Written problem:
Return every entry exactly.

[Dataset excerpt]

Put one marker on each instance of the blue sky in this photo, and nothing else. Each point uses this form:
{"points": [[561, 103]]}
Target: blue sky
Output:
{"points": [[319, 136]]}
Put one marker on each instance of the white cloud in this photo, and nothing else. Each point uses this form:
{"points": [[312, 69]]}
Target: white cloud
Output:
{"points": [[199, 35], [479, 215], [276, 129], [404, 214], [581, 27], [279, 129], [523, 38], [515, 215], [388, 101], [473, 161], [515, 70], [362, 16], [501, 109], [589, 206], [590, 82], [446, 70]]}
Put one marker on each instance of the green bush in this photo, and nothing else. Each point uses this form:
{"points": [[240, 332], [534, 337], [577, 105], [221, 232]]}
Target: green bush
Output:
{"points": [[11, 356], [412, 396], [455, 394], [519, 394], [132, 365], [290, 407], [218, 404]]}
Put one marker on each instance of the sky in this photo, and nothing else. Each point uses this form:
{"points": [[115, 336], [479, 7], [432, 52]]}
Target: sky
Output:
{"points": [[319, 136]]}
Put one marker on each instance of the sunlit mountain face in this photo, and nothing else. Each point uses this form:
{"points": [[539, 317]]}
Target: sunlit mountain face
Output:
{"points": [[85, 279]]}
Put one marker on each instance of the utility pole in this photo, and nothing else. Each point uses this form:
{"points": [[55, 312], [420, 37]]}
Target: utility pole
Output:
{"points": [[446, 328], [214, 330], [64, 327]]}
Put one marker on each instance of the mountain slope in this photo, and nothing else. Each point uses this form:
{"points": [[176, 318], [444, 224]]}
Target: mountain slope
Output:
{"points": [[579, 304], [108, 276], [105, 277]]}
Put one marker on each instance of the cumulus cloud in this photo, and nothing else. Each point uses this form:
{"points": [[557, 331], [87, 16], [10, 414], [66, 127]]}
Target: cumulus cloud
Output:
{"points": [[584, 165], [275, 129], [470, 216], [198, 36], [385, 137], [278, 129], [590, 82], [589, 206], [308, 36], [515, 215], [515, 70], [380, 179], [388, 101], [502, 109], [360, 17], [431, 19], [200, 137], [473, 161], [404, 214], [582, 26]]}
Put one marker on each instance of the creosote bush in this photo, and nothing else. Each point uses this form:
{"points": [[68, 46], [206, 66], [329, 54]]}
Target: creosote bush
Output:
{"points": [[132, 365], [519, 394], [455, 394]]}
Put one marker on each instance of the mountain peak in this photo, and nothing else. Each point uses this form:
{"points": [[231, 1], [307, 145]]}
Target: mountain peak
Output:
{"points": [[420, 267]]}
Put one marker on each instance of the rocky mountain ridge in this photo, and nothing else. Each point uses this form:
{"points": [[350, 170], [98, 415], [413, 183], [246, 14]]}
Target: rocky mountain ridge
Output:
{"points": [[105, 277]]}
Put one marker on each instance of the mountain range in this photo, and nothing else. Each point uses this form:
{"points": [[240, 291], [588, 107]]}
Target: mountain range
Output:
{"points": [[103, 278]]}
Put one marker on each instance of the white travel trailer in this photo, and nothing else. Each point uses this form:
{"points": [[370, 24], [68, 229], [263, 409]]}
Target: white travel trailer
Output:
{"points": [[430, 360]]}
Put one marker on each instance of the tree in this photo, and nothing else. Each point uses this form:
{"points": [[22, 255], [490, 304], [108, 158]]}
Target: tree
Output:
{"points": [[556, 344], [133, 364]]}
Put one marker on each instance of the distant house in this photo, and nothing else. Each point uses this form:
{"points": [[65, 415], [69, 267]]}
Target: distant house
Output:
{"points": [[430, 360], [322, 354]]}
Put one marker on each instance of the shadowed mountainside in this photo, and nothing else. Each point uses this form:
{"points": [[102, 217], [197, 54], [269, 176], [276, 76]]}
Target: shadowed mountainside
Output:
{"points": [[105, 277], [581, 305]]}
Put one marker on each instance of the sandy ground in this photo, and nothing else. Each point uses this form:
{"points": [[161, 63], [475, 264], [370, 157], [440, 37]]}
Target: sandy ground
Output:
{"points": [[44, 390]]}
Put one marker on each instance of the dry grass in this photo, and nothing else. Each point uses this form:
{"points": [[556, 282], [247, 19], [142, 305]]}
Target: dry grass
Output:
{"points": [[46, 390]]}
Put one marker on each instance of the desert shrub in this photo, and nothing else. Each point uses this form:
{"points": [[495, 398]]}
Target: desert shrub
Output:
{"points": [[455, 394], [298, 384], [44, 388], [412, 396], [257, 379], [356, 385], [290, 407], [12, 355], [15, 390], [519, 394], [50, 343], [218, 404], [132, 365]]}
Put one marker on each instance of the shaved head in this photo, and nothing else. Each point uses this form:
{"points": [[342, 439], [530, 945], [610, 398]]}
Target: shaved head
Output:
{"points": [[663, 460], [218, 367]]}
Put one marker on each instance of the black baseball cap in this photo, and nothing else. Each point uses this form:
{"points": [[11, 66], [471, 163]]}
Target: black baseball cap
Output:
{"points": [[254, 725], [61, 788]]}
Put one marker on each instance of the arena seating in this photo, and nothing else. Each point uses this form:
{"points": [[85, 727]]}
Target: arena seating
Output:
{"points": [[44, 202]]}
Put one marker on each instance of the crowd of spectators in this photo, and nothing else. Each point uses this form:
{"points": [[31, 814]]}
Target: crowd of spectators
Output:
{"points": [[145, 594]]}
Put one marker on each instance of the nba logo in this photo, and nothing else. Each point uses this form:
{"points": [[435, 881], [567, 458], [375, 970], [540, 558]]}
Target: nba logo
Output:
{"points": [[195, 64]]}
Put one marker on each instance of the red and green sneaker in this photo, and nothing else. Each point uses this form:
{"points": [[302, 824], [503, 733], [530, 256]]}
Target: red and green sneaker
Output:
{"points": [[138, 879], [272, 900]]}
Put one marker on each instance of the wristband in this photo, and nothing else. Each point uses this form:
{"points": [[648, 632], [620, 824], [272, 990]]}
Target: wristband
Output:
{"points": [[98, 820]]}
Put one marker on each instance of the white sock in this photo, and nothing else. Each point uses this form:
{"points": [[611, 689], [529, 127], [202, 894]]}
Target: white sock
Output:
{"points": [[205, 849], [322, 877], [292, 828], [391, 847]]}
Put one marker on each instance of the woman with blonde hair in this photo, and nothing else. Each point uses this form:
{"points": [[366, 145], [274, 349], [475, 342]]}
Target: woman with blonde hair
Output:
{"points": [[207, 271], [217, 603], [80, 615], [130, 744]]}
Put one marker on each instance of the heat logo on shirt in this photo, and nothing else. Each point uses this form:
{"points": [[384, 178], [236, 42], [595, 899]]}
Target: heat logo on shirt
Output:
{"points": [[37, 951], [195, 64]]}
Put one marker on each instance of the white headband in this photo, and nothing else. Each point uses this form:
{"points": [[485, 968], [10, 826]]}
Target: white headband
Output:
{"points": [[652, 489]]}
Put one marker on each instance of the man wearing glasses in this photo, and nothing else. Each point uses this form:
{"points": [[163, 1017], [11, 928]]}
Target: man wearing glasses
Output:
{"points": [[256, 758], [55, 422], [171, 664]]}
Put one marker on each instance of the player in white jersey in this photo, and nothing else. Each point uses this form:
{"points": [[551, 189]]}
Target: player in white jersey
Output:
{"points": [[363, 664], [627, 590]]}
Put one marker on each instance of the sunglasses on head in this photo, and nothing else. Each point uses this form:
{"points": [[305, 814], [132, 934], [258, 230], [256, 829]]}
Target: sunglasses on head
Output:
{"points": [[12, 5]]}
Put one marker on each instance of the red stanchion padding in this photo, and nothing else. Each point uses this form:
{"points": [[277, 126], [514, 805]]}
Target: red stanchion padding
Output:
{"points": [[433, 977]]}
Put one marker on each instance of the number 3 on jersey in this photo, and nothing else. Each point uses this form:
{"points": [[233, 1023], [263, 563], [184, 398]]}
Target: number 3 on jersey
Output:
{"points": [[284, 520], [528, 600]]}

Complete answer:
Put one marker on each instance of the blue sky in this photo, and nothing else. Each point uses this form:
{"points": [[561, 103]]}
Target: blue sky
Output:
{"points": [[319, 136]]}
Put one marker on each instance of the white cloud in this photo, and nothing else. Each point uses this form:
{"points": [[312, 69]]}
Target: white cloud
Output:
{"points": [[199, 35], [479, 215], [276, 129], [404, 214], [581, 27], [279, 129], [523, 38], [515, 215], [388, 101], [473, 161], [515, 70], [362, 16], [501, 109], [589, 206], [590, 82], [446, 70]]}
Put one marker on each instance of the green bush in this photo, and nothing else. Each point uses this form:
{"points": [[240, 332], [534, 337], [577, 105], [221, 232]]}
Target: green bush
Output:
{"points": [[11, 356], [412, 396], [455, 394], [519, 394], [132, 365], [290, 407], [218, 404]]}
Put one marker on each instance of the sky in this photo, and nothing else. Each point uses this form:
{"points": [[115, 336], [479, 7], [432, 52]]}
Target: sky
Output:
{"points": [[319, 136]]}
Put one marker on each instance of the sunlit mountain face in this photo, and nothing else. Each point uses this form:
{"points": [[539, 317]]}
Target: sunlit mountain face
Output:
{"points": [[85, 279]]}
Put one marker on each instance of the utility pole in this photo, and nothing else. Each point uses this form:
{"points": [[55, 312], [420, 37]]}
Target: utility pole
Output:
{"points": [[446, 328], [214, 330], [64, 327]]}
Put one marker on each instance of the mountain slope in this photo, and nothing else. Each point uses this form:
{"points": [[176, 318], [444, 224]]}
Target: mountain slope
Output:
{"points": [[579, 304], [108, 276], [105, 277]]}
Put one marker on each instance of the cumulus cloud in this photo, and nothing else. Each point uses this form:
{"points": [[557, 331], [87, 16], [10, 414], [66, 127]]}
Target: cumulus cloud
Output:
{"points": [[584, 165], [275, 129], [470, 216], [198, 36], [385, 137], [278, 129], [590, 82], [589, 206], [308, 36], [515, 215], [515, 70], [380, 179], [388, 101], [502, 109], [360, 17], [431, 19], [200, 137], [473, 161], [404, 214], [582, 26]]}
Put one marker on each instance of the creosote bush in this photo, and nothing else. Each point uses this form:
{"points": [[68, 46], [206, 66], [329, 54]]}
Target: creosote bush
Output:
{"points": [[132, 365], [519, 394], [455, 394]]}
Put one marker on each instance of the mountain peak in this photo, and nothing else. Each point uses this form:
{"points": [[231, 1], [307, 145]]}
Target: mountain peak
Output:
{"points": [[420, 267]]}
Put one marker on each instance of the rocky mountain ridge in this photo, and nothing else. Each point uses this form:
{"points": [[350, 170], [98, 415], [413, 183], [246, 14]]}
Target: rocky mountain ridge
Output:
{"points": [[105, 277]]}
Put one marker on each instance of the mountain range in this photo, and nothing else. Each point uses this form:
{"points": [[240, 291], [588, 107]]}
Target: mountain range
Output:
{"points": [[103, 278]]}
Put one marker on each instance of the white travel trailer in this photo, and nothing else. Each point uses this form:
{"points": [[370, 24], [68, 229], [263, 409]]}
Target: white travel trailer
Output:
{"points": [[430, 360]]}
Put one marker on each instance of the tree in this photo, and nothing else. Each point uses this form:
{"points": [[22, 255], [490, 304], [108, 158]]}
Target: tree
Output:
{"points": [[556, 344], [133, 364]]}
Put one marker on each instance of the distant house in this photo, and nothing else. Each point uses this form:
{"points": [[65, 415], [69, 267]]}
Target: distant house
Output:
{"points": [[430, 360], [322, 354]]}
Put one marker on each instance of the shadowed mountainside in this photo, and nothing else. Each point uses this form:
{"points": [[102, 217], [197, 54], [269, 176], [276, 76]]}
Target: shadowed mountainside
Output:
{"points": [[105, 277], [581, 305]]}
Put one marker on each instance of the sandy ground in this photo, and nothing else. Each point uses this form:
{"points": [[161, 63], [475, 264], [370, 157], [440, 37]]}
Target: sandy ground
Output:
{"points": [[44, 390]]}
Put one marker on each instance of the dry grass in this photo, and nothing else. Each point uses this form:
{"points": [[556, 282], [247, 19], [142, 305]]}
Target: dry grass
Output:
{"points": [[46, 390]]}
Put one marker on each instance of the desert shrub in this photo, and nothing else. Each point uses this form:
{"points": [[495, 398]]}
Target: desert shrub
Output:
{"points": [[455, 394], [298, 384], [44, 388], [412, 396], [257, 379], [356, 385], [290, 407], [12, 355], [15, 390], [519, 394], [50, 343], [218, 404], [132, 365]]}
Put one marker on each instance of the shaved head in this photo, and nothing else. Each point uses this form:
{"points": [[342, 439], [530, 945], [610, 398]]}
Target: shaved head
Output:
{"points": [[663, 460], [218, 367]]}
Put one marker on each instance of the black baseball cap in this photo, and nothing else. Each point uses this form:
{"points": [[11, 66], [471, 163]]}
Target: black baseball cap
Output:
{"points": [[254, 725], [61, 788]]}
Put one marker on each instance of the arena seating in this photo, and nothing else. Each point uses this form:
{"points": [[85, 727]]}
Target: arena seating
Output:
{"points": [[44, 202]]}
Put one marker on each instance of the crowd of spectators in this photo, and nothing else. Each point uses this form:
{"points": [[31, 814]]}
Target: crowd of spectators
Output:
{"points": [[145, 594]]}
Put one marker on each instance of the nba logo in this photo, and nothing else. Each point uses this form:
{"points": [[435, 881], [567, 458], [375, 970], [540, 558]]}
Target: nba logo
Output:
{"points": [[195, 64]]}
Put one marker on each instance of the red and green sneaker in this photo, and nothing else. Each point uses this form:
{"points": [[302, 824], [503, 733], [530, 256]]}
Target: red and green sneaker
Output:
{"points": [[138, 879], [272, 900]]}
Put one marker on each instance of the wristband in this photo, and nothing else. Each point uses this form:
{"points": [[648, 632], [620, 824], [272, 990]]}
Target: wristband
Output:
{"points": [[98, 820]]}
Put one marker on each instance of the white sock in this photo, and nothing else. Each point uses this form:
{"points": [[611, 689], [529, 127], [202, 894]]}
Target: white sock
Output:
{"points": [[205, 849], [322, 877], [292, 828], [391, 847]]}
Put one marker on each instance of the woman with blonde hair in this photo, and nothing else. Each point uses this form:
{"points": [[366, 145], [274, 349], [475, 342]]}
Target: woman with blonde hair
Output:
{"points": [[207, 271], [217, 603], [80, 615], [130, 744]]}
Put one marker on each instance of the heat logo on shirt in this photo, and nothing else. Each point uses this form:
{"points": [[384, 178], [236, 42], [595, 899]]}
Target: heat logo on shirt
Output:
{"points": [[37, 951], [195, 64]]}
Put one marker on each instance of the white headband in this photo, and nothing else. Each point uses this form:
{"points": [[485, 968], [10, 826]]}
Target: white headband
Output:
{"points": [[652, 489]]}
Put one marker on each instance of the man wearing glasses in this photo, and nothing else. Each point uses this form:
{"points": [[163, 1017], [11, 928]]}
Target: man wearing glasses
Output:
{"points": [[256, 758], [55, 422], [171, 664]]}
Put one marker on each instance of the player in white jersey in this photo, and nothing else. Each point uses this form:
{"points": [[551, 189]]}
Target: player in white jersey
Output:
{"points": [[363, 664], [627, 590]]}
Put one marker on each instance of the sunglasses on head in this photo, and nothing else. Each point uses this form:
{"points": [[305, 814], [132, 934], [258, 230], [256, 829]]}
Target: sunglasses on head
Output:
{"points": [[12, 5]]}
Put one marker on each instance of the red stanchion padding in this photo, and nothing else. Each point uses this form:
{"points": [[277, 126], [514, 805]]}
Target: red stanchion padding
Output:
{"points": [[433, 977]]}
Put one marker on each instance of the number 3 on jersey in this photo, and nothing else. Each point uses this form:
{"points": [[233, 1023], [263, 563], [184, 398]]}
Target: number 3 on jersey
Output:
{"points": [[284, 520], [528, 600]]}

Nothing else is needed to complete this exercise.